━━━ Textauszug ━━━

In diesen Volks-Märchen liegt lauter urdeutscher Mythus, den man für verloren gehalten.

(Wilhelm Grimm, Vorrede zur 2. Auflage der Kinder- und Hausmärchen, 1815)

Es ist vor allem der Stil, der die Grimm’schen Märchen so einzigartig macht: der innige, gemütvoll-trauliche Ton, der sie von allen europäischen Volksmärchen unterscheidet. Die Grimms hatten eine romantisch verklärte Vorstellung vom Märchen: Märchen als von der Zivilisation noch „unverdorbene“ Poesie aus der „Jugendzeit“ des Volks. Nach diesem Ideal hat Wilhelm Grimm die dürren Überlieferungen stilisiert: Rekonstruktionen imaginierter Volkspoesie, volkstümlich kostümierte Kunstmärchen. Der Däne Hans Christian Andersen sollte das virtuos fortsetzen.

Auch das Märchen Frau Trude ist ein Kunstmärchen: das gereimte Gedicht eines zeitgenössischen Literaten, von Wilhelm Grimm zu einem vermeintlichen Volksmärchen umgemodelt. Doch kommt sowohl im Gedicht als auch im schlichten Märchen die schwarze Pädagogik jener Zeit drastisch zum Ausdruck. Wer diese Art Märchen braucht, hat Franz Schandl einmal lapidar auf den Punkt gebracht: „Nicht Kinder brauchen Märchen, sondern Bürger.“ (krisis 31,167) Denn das ist der un-heimliche Zweck sowohl der Produktion dieses Märchens als auch dessen Überlieferung: die Wärme des Binnenklimas der bürgerlichen Kleinfamilie zu sichern mittels der Drohung einer grausamen Bestrafung bei Unbotmäßigkeit. Wo dieses warme Binnenklima zu finden sei, weiß einer der Vordenker der romantischen Dichtung:

Willst du die Menschheit vollständig erblicken, so suche eine Familie. In der Familie werden die Gemüter organisch eins und eben darum ist sie ganz Poesie.

━━━ Bereitgestelltes Material ━━━

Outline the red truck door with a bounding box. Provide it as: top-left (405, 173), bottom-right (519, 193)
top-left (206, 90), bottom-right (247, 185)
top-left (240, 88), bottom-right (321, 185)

━━━

• _Anforderungen_:
1. Wer sollte laut dem Textauszug über die Grimm'schen Märchen diese Art stilisierter Kunstmärchen virtuos fortsetzen?
2. Setze den Textauszug über die Grimm'schen Märchen im Anschluss an seinen letzten Satz fort.

• _Ergebnisse der Reihenfolge_:
1. Der Däne Hans Christian Andersen.

2.
(Friedrich Schlegel, Athenäums-Fragmente)

Aus diesem gemütvoll beheizten Käfig bricht in Frau Trude ein Mädchen aus. Und wird verheizt. Das Schlegel’sche Idyll erscheint später einem andern, weniger romantisch Gestimmten, als Schreckensort:

Die ganze Familienideologie ist ein sehr regressives Konzept. Die großen Werke der Weltliteratur handeln nicht von Familienglück, sondern von Familienhorror.